**Text excerpt**
Equine Assisted Activities (EAA) & Therapeutic Riding
Mounted and un-mounted activities that work in partnership with the horse are considered equine-assisted activities (EAA). Hidden Acres blends therapeutic horseback riding and un-mounted horsemanship, bringing together horses, individuals with needs, trained volunteers, and certified equine professionals to provide therapeutic benefits and enrich the lives of all involved. A unique experience, activities with the horse provides the motivation and encouragement participants need to move towards goal achievement.
There are numerous benefits to Therapeutic Riding & Equine Assisted Activities (EAA) including:
Physical – When riding, we receive the same three dimensional hip rotation on the horse as if we were walking, which provides significant opportunities for building strength and endurance. Additional activities are provided to incorporate goals such as improving coordination, motor planning and spatial awareness.
Emotional – Bonding with the horse, fostering positive relationships, and the confidence gained when developing new skills, often lead to reduced anxiety and increased self esteem.

**Provided data**
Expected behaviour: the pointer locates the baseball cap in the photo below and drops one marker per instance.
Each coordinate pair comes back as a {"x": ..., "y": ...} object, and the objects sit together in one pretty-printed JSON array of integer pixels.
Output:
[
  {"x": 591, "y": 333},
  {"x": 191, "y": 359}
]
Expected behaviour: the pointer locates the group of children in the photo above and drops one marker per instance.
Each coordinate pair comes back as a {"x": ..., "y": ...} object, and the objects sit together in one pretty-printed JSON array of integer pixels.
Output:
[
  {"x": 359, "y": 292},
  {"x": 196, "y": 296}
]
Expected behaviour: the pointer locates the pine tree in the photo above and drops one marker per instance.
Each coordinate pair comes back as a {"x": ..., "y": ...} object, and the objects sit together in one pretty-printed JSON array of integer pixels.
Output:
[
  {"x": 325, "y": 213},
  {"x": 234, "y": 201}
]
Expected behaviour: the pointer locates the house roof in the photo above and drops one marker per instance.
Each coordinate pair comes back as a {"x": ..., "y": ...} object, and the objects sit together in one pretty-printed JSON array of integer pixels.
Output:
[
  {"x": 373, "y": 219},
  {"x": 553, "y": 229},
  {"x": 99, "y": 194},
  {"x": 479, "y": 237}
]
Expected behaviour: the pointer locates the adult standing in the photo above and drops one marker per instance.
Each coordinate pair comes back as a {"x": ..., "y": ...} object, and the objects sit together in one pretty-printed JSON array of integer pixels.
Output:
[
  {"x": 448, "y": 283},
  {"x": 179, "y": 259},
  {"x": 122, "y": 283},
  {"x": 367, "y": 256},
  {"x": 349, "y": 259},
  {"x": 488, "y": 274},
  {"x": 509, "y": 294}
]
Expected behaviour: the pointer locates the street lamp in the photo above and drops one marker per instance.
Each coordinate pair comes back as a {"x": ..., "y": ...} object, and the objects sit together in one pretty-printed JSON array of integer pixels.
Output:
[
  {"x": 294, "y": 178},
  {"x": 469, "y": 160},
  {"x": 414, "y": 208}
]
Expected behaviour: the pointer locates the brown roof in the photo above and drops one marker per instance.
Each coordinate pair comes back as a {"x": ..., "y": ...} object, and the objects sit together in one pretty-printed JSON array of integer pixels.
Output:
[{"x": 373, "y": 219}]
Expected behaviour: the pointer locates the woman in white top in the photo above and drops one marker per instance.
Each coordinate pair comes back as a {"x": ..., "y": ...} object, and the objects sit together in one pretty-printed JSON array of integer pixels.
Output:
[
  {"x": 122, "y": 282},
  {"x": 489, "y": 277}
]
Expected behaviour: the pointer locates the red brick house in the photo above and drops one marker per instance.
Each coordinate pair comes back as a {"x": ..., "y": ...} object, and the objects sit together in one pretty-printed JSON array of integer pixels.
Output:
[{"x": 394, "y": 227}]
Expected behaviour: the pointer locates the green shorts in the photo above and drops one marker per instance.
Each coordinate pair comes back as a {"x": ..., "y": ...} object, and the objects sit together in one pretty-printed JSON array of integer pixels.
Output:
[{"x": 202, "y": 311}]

**The task**
In the therapeutic riding text, change "anxiety" to "stress" and write out the passage from "Emotional – Bonding" to "increased self esteem.". This material comes from a different source than the text on therapeutic riding.

**Written solution**
Emotional – Bonding with the horse, fostering positive relationships, and the confidence gained when developing new skills, often lead to reduced stress and increased self esteem.